Arp Museum

White and light: the immaculate architecture of Richard Meier

Reynaers Aluminium as Solar Shading

Richard Meier’s Arp Museum in Remagen, not far from Bonn, was already a classic when Germany’s Chancellor Angela Merkel officially opened the museum in September 2007.


The Arp Museum, which the trade press praised as “a building that is one of the very best Richard Meier has designed to date”, is undeniably a masterpiece within his rich oeuvre. The museum, built on an escarpment along the River Rhine, is also a work that is in keeping with the timeless museum architecture that Richard Meier has been designing since the 1970s, ranging from the Atlanta High Museum in Atlanta and the Getty Center in Los Angeles, right through to the Ara Pacis Museum in Rome. The history of the Arp Museum dates back to 1978, when the American architect Richard Meier (Newark, New Jersey, 1934) was awarded the commission for the design of a museum to house the collection of artist Hans Arp and his wife, Sophie Täuber-Arp. However, the museum would only acquire its definitive form late in the 1990s. Although Richard Meier was already famous at the time he was awarded the commission, by the time the construction work began he had become world-famous. Richard Meier established his own architect’s firm fifteen years prior to the award of the commission for the Arp Museum. Following the completion of his studies at Cornell University in Ithaca, New York State, he worked for firms including Skidmore, Owings & Merrill and Marcel Breuer. He established his own firm in 1963, and rapidly distinguished himself by virtue of his design of a number of brilliant white homes – often in dramatic contrast with the surrounding landscape.

▶ **Raw data**:
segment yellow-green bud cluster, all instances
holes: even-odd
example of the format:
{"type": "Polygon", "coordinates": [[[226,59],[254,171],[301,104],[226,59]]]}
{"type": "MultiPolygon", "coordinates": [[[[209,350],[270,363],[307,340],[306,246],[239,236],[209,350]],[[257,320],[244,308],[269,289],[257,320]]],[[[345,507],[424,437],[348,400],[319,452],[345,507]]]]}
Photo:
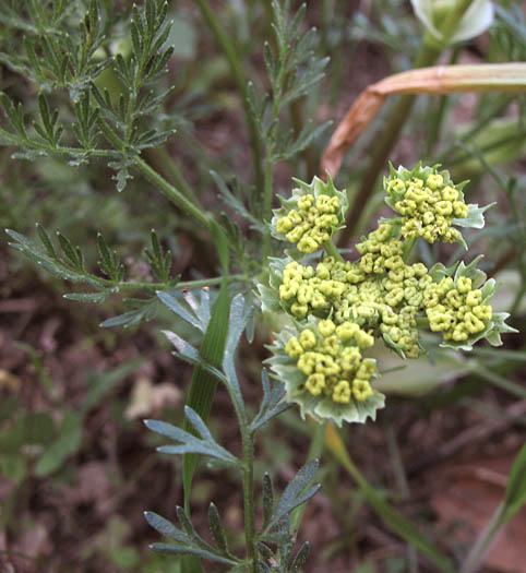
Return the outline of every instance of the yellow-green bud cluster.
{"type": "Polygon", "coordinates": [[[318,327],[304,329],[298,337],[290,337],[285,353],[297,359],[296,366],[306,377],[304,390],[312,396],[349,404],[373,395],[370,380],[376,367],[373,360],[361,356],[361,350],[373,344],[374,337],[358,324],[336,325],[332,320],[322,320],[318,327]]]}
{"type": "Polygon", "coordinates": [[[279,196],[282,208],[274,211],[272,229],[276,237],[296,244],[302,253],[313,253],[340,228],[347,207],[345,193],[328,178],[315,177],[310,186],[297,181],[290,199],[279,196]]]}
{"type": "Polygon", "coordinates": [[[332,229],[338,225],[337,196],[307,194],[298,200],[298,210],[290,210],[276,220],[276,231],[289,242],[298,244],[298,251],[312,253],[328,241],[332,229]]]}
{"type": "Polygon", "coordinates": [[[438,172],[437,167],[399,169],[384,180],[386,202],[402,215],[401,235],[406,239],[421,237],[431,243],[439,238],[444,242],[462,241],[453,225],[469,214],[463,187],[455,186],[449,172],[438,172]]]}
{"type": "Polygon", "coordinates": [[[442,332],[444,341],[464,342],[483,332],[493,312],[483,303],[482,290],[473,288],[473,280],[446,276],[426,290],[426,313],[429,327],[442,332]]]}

* * *

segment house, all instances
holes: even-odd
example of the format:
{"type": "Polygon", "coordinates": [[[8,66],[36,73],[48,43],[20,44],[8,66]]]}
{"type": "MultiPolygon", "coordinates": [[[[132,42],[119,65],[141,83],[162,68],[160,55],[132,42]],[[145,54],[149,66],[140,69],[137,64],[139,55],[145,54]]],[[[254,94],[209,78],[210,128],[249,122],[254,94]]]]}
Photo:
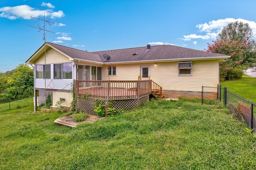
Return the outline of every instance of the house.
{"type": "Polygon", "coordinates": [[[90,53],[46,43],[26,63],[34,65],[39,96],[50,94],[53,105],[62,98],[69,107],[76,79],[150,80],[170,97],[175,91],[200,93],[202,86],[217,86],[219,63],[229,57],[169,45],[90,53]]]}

▶ **Problem to work on**: Write out the Arp Museum text above in full, word for word.

▶ **Answer in full**:
Arp Museum

White and light: the immaculate architecture of Richard Meier

Reynaers Aluminium as Solar Shading

Richard Meier’s Arp Museum in Remagen, not far from Bonn, was already a classic when Germany’s Chancellor Angela Merkel officially opened the museum in September 2007.


The Arp Museum, which the trade press praised as “a building that is one of the very best Richard Meier has designed to date”, is undeniably a masterpiece within his rich oeuvre. The museum, built on an escarpment along the River Rhine, is also a work that is in keeping with the timeless museum architecture that Richard Meier has been designing since the 1970s, ranging from the Atlanta High Museum in Atlanta and the Getty Center in Los Angeles, right through to the Ara Pacis Museum in Rome. The history of the Arp Museum dates back to 1978, when the American architect Richard Meier (Newark, New Jersey, 1934) was awarded the commission for the design of a museum to house the collection of artist Hans Arp and his wife, Sophie Täuber-Arp. However, the museum would only acquire its definitive form late in the 1990s. Although Richard Meier was already famous at the time he was awarded the commission, by the time the construction work began he had become world-famous. Richard Meier established his own architect’s firm fifteen years prior to the award of the commission for the Arp Museum. Following the completion of his studies at Cornell University in Ithaca, New York State, he worked for firms including Skidmore, Owings & Merrill and Marcel Breuer. He established his own firm in 1963, and rapidly distinguished himself by virtue of his design of a number of brilliant white homes – often in dramatic contrast with the surrounding landscape.